What needs to be done
Please continue the forum thread below about why the chicken crossed the road, starting right after its last line.
>> Begin Text
# Why did the chicken cross the road?



## SwissJetPilot (Apr 27, 2014)

DONALD TRUMP: I've been told by my many sources, good sources - they're very good sources - that the chicken crossed the road. All the Fake News wants to do is write nasty things about the road, but it's a really good road. It's a beautiful road. Everyone knows how beautiful it is.

JOE BIDEN: Why did the chicken do the...thing in the...you know the rest.

SARAH PALIN: The chicken crossed the road because, gosh-darn it, he's a maverick!

BARACK OBAMA: Let me be perfectly clear, if the chickens like their eggs they can keep their eggs. No chicken will be required to cross the road to surrender her eggs. Period.

AOC: Chickens should not be forced to lay eggs! This is because of corporate greed! Eggs should be able to lay themselves.

JOHN McCAIN: My friends, the chicken crossed the road because he recognized the need to engage in cooperation and dialogue with all the chickens on the other side of the road.

HILLARY CLINTON: What difference at this point does it make why the chicken crossed the road.

GEORGE W. BUSH: We don't really care why the chicken crossed the road. We just want to know if the chicken is on our side of the road or not. The chicken is either with us or against us. There is no middle ground here.
>> End Text
>> Begin Provided information
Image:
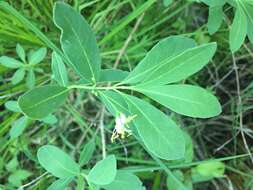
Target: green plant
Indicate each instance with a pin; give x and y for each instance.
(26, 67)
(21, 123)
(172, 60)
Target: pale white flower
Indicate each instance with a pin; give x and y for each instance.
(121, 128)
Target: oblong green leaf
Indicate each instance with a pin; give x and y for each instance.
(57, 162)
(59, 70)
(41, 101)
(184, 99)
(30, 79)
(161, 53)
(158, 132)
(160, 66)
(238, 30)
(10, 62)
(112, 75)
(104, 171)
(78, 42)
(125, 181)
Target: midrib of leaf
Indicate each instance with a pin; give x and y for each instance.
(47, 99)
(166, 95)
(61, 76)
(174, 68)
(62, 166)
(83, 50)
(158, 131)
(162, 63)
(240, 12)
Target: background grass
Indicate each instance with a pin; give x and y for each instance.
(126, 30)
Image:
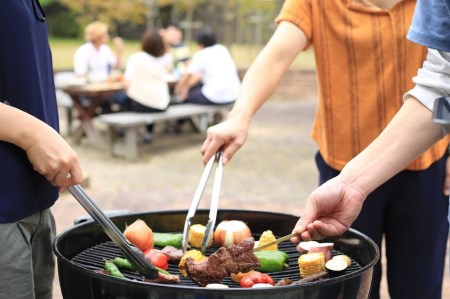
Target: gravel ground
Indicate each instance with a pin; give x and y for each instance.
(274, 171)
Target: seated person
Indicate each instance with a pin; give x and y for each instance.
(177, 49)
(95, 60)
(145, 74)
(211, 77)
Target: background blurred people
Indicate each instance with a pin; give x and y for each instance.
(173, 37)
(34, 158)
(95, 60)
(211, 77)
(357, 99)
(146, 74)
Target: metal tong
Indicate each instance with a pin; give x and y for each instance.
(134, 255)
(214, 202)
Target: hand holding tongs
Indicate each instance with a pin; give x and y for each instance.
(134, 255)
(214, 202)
>> End Provided information
Result for this task
DICK CHENEY: Where's my gun?

BILL CLINTON: I did not cross the road with that chicken.

AL GORE: I invented the chicken.

JOHN KERRY: Although I voted to let the chicken cross the road, I am now against it! It was the wrong road to cross, and I was misled about the chicken's intentions. I am not for it now, and will remain against it.

AL SHARPTON: Why are all the chickens white?

DR. PHIL: The problem we have here is that this chicken won't realize that he must first deal with the problem on this side of the road before it goes after the problem on the other side of the road. What we need to do is help him realize how stupid he is acting by not taking on his current problems before adding any new problems.

OPRAH: Well, I understand that the chicken is having problems, which is why he wants to cross the road so badly. So instead of having the chicken learn from his mistakes and take falls, which is a part of life, I'm going to give this chicken a NEW CAR so that he can just drive across the road and not live his life like the rest of the chickens.

ANDERSON COOPER: We have reason to believe there is a chicken, but we have not yet been allowed to have access to the other side of the road.

NANCY GRACE: That chicken crossed the road because he's guilty! You can see it in his eyes and the way he walks.

PAT BUCHANAN: To steal the job of a decent, hardworking American.

MARTHA STEWART: No one called me to warn me which way the chicken was going. I had a standing order at the Farmer's Market to sell my eggs when the price dropped to a certain level. No little bird gave me any insider information.

DR SEUSS: Did the chicken cross the road? Did he cross it with a toad? Yes, the chicken crossed the road, but why it crossed I've not been told.

ERNEST HEMINGWAY: To die in the rain, alone.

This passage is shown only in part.